> _Aim of the task_
Output, word for word, every line from the start of the listing down to and including the line that contains "positive clicks: (19, 264)"; include nothing else.

> _Source data_
+--
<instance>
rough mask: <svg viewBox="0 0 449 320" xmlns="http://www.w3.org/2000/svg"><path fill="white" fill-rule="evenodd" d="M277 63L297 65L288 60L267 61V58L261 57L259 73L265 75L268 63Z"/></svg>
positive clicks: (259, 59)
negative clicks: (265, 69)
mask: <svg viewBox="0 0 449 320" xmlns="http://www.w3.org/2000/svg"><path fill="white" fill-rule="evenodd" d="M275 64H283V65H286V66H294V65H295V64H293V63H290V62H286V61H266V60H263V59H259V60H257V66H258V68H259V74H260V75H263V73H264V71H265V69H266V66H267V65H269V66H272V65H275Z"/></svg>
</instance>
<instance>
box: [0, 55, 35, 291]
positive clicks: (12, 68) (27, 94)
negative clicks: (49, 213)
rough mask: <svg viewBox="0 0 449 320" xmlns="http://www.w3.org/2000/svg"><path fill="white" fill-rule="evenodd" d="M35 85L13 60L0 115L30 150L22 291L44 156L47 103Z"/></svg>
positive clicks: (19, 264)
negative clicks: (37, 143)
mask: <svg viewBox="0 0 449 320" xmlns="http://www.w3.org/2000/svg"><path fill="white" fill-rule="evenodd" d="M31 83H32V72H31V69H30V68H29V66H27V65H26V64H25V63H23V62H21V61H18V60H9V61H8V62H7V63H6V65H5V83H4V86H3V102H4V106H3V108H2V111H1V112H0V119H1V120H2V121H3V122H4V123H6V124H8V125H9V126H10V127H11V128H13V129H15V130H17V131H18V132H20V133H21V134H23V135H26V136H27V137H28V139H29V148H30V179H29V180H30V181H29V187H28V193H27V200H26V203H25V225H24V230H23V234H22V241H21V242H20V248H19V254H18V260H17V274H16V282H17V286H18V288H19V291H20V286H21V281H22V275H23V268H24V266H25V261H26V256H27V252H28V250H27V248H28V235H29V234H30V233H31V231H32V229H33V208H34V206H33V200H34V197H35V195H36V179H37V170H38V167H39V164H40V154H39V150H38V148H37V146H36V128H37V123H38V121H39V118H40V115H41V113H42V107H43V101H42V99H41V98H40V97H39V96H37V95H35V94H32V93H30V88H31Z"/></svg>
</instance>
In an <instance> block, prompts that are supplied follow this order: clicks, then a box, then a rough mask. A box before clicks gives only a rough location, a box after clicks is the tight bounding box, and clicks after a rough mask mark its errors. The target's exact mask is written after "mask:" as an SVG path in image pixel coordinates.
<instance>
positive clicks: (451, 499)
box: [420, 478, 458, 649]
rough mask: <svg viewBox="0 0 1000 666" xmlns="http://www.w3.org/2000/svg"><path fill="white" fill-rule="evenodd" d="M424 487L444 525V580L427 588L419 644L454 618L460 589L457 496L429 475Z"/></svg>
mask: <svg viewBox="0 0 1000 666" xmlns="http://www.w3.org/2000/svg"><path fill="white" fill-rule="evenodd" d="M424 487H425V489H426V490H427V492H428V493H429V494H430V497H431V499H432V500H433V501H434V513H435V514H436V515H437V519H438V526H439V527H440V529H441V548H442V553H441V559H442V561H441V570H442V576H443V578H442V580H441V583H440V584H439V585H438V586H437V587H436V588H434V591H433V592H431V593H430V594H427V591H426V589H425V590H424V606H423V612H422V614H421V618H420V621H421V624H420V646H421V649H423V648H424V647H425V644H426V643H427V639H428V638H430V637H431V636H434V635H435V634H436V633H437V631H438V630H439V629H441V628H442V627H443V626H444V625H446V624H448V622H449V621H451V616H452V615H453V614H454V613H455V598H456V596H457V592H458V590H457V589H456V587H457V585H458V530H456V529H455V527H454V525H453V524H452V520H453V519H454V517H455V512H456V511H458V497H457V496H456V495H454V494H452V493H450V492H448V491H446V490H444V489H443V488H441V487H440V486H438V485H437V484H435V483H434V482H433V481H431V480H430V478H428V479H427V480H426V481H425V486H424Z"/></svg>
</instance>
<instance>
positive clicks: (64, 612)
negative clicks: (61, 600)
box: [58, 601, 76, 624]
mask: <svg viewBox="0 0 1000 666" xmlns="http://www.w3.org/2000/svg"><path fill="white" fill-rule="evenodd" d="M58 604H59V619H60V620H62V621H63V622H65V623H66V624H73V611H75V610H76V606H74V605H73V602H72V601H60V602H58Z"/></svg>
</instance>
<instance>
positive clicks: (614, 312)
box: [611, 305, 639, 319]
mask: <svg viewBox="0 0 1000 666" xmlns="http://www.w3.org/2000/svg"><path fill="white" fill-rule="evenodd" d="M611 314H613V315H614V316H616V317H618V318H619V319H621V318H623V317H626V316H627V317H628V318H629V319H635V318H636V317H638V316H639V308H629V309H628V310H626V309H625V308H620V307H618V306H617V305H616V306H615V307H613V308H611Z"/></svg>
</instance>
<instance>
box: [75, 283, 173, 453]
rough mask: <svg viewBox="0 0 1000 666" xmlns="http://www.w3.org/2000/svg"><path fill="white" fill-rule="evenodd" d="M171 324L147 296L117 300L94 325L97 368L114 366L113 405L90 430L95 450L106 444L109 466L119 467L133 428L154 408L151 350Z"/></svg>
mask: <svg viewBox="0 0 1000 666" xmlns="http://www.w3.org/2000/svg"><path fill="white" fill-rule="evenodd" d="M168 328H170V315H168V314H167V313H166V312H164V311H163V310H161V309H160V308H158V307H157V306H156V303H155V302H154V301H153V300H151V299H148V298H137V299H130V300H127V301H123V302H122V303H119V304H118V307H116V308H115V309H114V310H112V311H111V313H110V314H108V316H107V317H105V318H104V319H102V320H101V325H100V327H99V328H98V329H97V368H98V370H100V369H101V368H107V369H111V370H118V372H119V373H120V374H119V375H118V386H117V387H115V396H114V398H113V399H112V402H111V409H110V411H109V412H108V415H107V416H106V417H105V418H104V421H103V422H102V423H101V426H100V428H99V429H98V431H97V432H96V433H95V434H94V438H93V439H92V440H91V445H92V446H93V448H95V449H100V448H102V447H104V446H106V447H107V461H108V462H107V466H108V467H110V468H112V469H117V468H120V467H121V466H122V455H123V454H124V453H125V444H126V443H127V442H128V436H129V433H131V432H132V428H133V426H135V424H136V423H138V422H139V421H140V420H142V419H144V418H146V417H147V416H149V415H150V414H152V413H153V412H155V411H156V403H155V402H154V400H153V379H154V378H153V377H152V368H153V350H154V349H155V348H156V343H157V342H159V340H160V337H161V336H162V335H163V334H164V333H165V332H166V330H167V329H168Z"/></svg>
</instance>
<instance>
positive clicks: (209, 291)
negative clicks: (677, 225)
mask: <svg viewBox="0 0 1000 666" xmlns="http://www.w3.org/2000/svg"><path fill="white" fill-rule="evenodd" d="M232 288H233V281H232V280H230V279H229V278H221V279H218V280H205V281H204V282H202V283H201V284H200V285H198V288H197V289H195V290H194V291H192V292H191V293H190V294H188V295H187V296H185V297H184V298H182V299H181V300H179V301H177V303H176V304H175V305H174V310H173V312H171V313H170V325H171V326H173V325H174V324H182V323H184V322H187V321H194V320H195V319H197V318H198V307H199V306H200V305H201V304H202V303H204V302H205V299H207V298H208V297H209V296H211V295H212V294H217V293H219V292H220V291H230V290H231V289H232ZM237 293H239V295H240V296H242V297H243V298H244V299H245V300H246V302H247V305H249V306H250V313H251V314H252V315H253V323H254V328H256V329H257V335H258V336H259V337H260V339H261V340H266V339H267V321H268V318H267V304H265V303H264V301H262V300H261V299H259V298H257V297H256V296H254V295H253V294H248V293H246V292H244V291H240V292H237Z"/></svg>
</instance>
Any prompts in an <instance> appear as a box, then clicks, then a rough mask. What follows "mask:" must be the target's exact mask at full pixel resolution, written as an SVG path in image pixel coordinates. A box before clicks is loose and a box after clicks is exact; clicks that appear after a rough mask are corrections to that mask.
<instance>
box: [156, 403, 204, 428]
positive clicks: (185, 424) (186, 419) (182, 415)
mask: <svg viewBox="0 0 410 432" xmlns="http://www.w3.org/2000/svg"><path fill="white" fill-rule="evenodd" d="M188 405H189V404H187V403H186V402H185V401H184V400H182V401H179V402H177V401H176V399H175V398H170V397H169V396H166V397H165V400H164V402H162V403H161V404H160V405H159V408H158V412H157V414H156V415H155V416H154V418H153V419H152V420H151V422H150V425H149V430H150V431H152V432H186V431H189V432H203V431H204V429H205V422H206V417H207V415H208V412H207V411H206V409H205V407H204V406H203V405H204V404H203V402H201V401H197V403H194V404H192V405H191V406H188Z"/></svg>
+--
> _Task output_
<instance>
rough mask: <svg viewBox="0 0 449 320" xmlns="http://www.w3.org/2000/svg"><path fill="white" fill-rule="evenodd" d="M277 63L297 65L288 60L267 61V58L261 57L259 73L265 75L268 63Z"/></svg>
positive clicks: (259, 59)
negative clicks: (265, 69)
mask: <svg viewBox="0 0 449 320" xmlns="http://www.w3.org/2000/svg"><path fill="white" fill-rule="evenodd" d="M275 64H283V65H286V66H294V65H295V64H293V63H290V62H286V61H266V60H263V59H259V60H257V66H258V68H259V74H260V75H263V73H264V71H265V69H266V66H267V65H269V66H272V65H275Z"/></svg>
</instance>
<instance>
box: [0, 55, 35, 291]
positive clicks: (12, 68) (27, 94)
negative clicks: (49, 213)
rough mask: <svg viewBox="0 0 449 320" xmlns="http://www.w3.org/2000/svg"><path fill="white" fill-rule="evenodd" d="M35 85L13 60L0 115L30 150L22 291L44 156L47 103Z"/></svg>
positive clicks: (19, 264)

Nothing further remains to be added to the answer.